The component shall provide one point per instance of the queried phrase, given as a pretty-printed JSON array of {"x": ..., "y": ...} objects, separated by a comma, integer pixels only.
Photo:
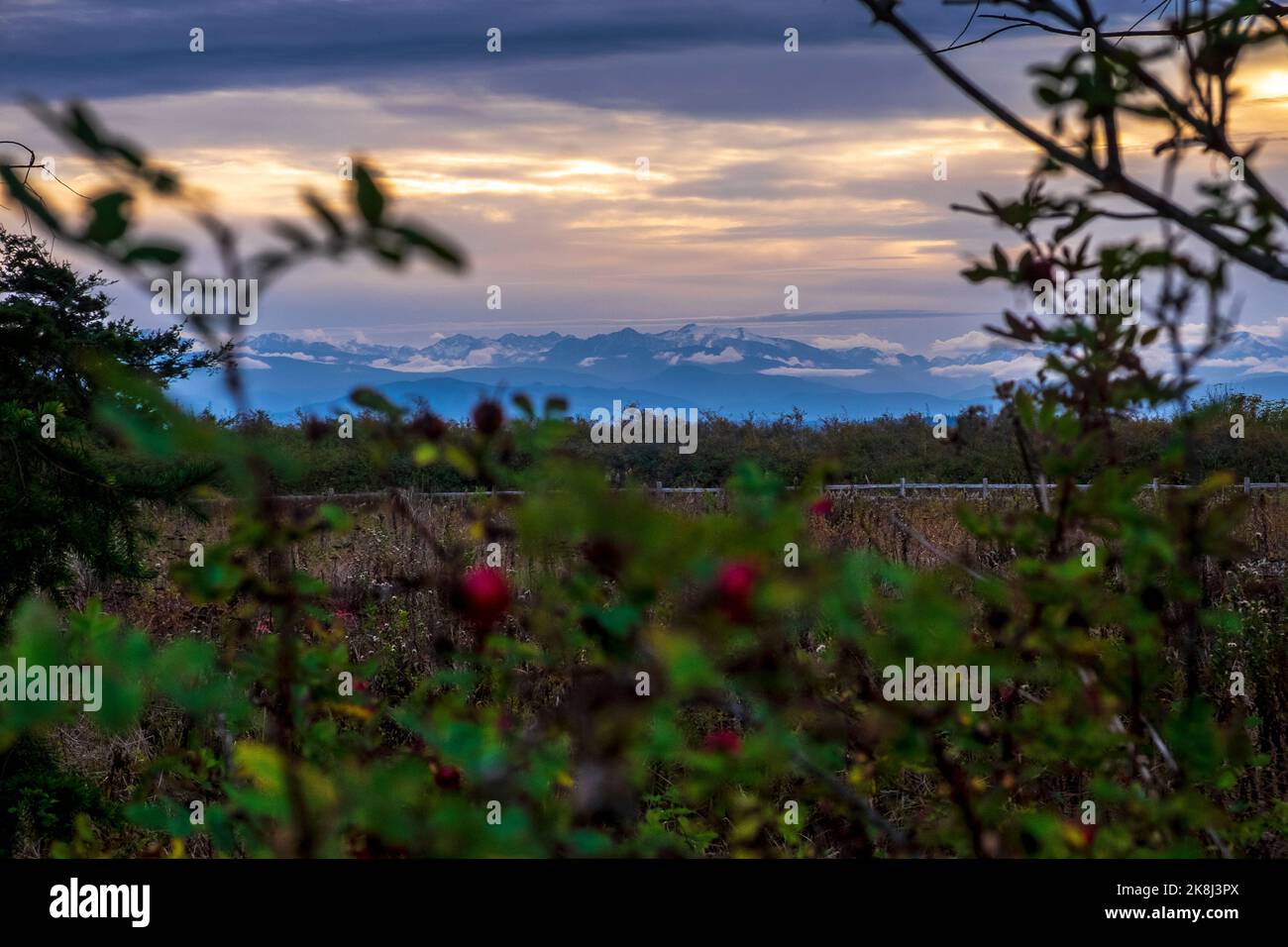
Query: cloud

..............................

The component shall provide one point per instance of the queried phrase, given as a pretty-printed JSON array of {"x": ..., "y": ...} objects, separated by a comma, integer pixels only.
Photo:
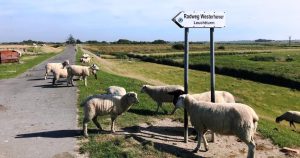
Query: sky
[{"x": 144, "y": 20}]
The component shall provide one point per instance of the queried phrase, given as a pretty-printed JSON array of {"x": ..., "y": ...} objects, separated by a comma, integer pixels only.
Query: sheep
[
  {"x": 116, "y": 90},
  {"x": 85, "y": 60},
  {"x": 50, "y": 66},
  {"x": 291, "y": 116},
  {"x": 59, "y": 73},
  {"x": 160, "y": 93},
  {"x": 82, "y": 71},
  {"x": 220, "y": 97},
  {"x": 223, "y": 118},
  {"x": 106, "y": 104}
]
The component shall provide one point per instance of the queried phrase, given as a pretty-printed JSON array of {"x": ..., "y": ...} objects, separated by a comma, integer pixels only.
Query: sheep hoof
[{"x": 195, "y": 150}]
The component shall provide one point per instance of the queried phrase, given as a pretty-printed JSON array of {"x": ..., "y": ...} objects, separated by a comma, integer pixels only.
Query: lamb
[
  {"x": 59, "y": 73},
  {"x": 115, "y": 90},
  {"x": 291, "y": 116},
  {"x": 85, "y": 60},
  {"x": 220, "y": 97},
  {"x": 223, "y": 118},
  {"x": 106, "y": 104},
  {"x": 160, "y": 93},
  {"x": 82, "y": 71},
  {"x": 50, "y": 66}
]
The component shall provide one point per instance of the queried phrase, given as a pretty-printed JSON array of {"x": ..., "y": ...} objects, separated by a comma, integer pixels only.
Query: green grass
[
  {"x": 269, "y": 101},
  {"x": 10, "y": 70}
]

..............................

Which lines of the material above contain the word "Query"? Report each of them in full.

TASK OUTPUT:
Query: cloud
Query: sky
Query: sheep
Query: sheep hoof
Query: lamb
Query: green grass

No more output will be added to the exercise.